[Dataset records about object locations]
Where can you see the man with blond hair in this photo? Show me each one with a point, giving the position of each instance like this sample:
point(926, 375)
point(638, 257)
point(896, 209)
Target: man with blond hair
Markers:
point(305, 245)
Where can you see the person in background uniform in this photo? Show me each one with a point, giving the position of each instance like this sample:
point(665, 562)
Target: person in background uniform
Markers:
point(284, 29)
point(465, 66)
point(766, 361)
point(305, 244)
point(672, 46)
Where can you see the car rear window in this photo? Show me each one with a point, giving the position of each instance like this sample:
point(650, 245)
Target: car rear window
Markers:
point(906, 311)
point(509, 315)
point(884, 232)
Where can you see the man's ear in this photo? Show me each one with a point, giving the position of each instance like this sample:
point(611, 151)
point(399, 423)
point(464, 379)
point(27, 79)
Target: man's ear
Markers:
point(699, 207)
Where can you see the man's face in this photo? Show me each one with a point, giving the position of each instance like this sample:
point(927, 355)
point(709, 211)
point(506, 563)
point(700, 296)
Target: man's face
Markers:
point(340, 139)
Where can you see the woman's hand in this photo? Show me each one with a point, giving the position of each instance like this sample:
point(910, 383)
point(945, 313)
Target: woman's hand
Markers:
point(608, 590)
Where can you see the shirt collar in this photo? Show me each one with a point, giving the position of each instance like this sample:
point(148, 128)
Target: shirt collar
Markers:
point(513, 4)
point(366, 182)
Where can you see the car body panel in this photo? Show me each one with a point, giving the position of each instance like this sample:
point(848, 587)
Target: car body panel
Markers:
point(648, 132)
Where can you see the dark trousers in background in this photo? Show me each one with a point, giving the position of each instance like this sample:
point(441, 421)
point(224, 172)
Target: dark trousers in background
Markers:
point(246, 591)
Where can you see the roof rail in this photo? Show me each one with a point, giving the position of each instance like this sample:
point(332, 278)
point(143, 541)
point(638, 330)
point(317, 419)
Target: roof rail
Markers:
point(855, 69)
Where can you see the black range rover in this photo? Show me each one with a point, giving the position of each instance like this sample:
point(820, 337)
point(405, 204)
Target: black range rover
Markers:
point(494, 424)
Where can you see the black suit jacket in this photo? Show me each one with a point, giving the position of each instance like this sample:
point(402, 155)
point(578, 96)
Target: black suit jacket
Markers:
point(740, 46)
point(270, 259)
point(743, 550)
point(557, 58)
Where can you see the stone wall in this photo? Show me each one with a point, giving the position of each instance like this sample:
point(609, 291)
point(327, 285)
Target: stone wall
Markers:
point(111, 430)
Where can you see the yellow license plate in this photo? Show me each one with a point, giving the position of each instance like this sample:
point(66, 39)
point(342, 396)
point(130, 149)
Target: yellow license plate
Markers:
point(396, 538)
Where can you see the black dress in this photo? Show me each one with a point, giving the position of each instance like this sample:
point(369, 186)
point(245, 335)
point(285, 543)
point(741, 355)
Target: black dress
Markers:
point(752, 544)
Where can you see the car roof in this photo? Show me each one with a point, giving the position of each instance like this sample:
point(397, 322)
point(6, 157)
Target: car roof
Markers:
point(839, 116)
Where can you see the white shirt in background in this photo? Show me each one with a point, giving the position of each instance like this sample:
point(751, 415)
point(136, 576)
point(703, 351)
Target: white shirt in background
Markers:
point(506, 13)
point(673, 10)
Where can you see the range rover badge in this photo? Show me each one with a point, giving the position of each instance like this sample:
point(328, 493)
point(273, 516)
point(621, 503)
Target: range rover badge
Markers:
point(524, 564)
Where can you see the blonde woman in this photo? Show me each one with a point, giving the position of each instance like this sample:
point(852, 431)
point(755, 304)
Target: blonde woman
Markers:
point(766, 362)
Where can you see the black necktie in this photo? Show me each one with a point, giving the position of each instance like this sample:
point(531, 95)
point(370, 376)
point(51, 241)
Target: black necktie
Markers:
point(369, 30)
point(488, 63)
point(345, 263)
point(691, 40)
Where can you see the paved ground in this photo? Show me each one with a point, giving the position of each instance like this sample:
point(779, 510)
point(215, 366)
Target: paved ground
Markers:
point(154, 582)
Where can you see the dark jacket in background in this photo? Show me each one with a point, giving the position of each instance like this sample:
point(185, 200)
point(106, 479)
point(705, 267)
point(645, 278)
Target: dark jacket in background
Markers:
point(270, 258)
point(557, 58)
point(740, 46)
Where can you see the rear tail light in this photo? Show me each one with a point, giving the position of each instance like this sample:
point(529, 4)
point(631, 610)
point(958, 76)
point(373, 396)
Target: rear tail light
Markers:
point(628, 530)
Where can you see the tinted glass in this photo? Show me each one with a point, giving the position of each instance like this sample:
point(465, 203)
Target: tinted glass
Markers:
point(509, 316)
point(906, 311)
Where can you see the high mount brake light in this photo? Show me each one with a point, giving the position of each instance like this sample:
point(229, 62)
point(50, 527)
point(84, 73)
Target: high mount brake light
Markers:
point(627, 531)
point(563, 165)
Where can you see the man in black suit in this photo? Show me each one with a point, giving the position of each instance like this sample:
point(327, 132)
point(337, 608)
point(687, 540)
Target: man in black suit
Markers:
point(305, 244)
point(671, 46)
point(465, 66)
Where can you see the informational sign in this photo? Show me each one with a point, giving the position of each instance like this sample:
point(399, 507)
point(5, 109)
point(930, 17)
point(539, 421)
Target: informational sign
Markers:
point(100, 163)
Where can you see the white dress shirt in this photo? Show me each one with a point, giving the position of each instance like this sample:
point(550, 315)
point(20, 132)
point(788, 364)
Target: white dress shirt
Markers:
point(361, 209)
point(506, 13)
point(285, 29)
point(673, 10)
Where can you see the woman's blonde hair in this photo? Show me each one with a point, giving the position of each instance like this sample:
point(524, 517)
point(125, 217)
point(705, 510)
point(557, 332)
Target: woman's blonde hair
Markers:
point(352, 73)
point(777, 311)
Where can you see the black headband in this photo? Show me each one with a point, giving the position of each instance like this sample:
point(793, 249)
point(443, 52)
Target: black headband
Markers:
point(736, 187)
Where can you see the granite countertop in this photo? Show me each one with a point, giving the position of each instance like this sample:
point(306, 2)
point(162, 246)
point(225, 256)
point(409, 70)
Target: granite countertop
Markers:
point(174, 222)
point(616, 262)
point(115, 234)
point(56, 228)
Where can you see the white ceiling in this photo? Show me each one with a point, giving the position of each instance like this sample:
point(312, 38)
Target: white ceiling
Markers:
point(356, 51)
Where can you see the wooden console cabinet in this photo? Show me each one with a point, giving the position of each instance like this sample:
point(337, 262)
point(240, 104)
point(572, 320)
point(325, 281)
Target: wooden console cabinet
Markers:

_PROBLEM TO SOLVE_. Write out the lines word for word, from the line with "Where can you see the granite" up to and including the line with "point(56, 228)".

_EXERCISE ANSWER_.
Where can you see the granite countertop in this photo? Show me each one with a point, giving the position of each instance like this sample:
point(306, 2)
point(162, 246)
point(225, 256)
point(409, 70)
Target: granite countertop
Markers:
point(174, 222)
point(616, 262)
point(115, 234)
point(56, 228)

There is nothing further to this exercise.